• _Extracted information_:
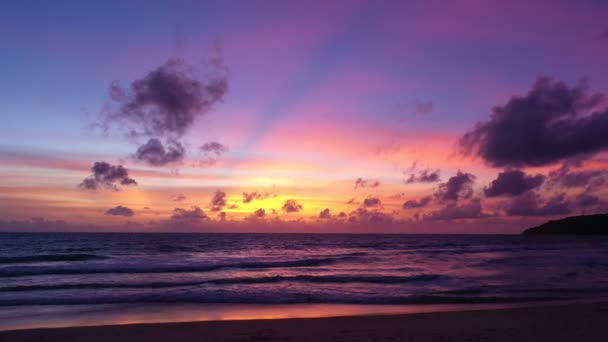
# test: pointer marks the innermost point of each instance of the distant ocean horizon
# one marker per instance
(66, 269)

--

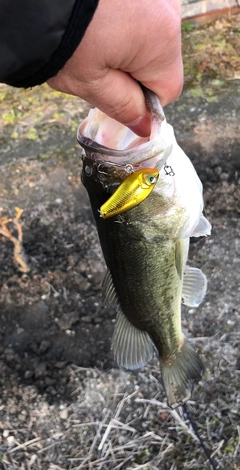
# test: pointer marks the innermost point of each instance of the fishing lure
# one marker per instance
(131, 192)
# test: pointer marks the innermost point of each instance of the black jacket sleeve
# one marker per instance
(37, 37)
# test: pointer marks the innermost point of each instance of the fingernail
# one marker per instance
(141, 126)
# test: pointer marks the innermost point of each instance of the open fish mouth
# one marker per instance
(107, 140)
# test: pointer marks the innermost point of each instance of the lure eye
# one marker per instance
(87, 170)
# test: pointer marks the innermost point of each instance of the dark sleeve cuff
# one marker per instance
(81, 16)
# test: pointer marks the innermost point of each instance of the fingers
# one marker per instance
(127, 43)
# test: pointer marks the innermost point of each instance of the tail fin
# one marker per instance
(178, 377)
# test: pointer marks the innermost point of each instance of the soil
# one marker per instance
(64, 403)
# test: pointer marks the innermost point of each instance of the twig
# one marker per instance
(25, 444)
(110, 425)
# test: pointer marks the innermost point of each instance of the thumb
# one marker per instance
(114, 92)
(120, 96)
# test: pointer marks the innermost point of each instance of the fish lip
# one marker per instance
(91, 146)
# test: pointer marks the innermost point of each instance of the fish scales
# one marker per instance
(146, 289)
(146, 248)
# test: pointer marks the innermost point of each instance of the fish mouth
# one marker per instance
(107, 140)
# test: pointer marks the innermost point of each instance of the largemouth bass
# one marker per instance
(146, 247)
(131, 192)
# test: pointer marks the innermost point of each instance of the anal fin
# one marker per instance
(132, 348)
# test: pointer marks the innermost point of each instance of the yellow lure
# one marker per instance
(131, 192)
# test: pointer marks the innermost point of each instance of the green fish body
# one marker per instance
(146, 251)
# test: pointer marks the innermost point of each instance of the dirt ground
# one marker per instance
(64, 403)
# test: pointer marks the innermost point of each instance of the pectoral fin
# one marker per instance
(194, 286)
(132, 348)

• _Problem details_: The word "sleeve" may appear in several lines of the data; count those lines and give only the number.

• _Task output_: 2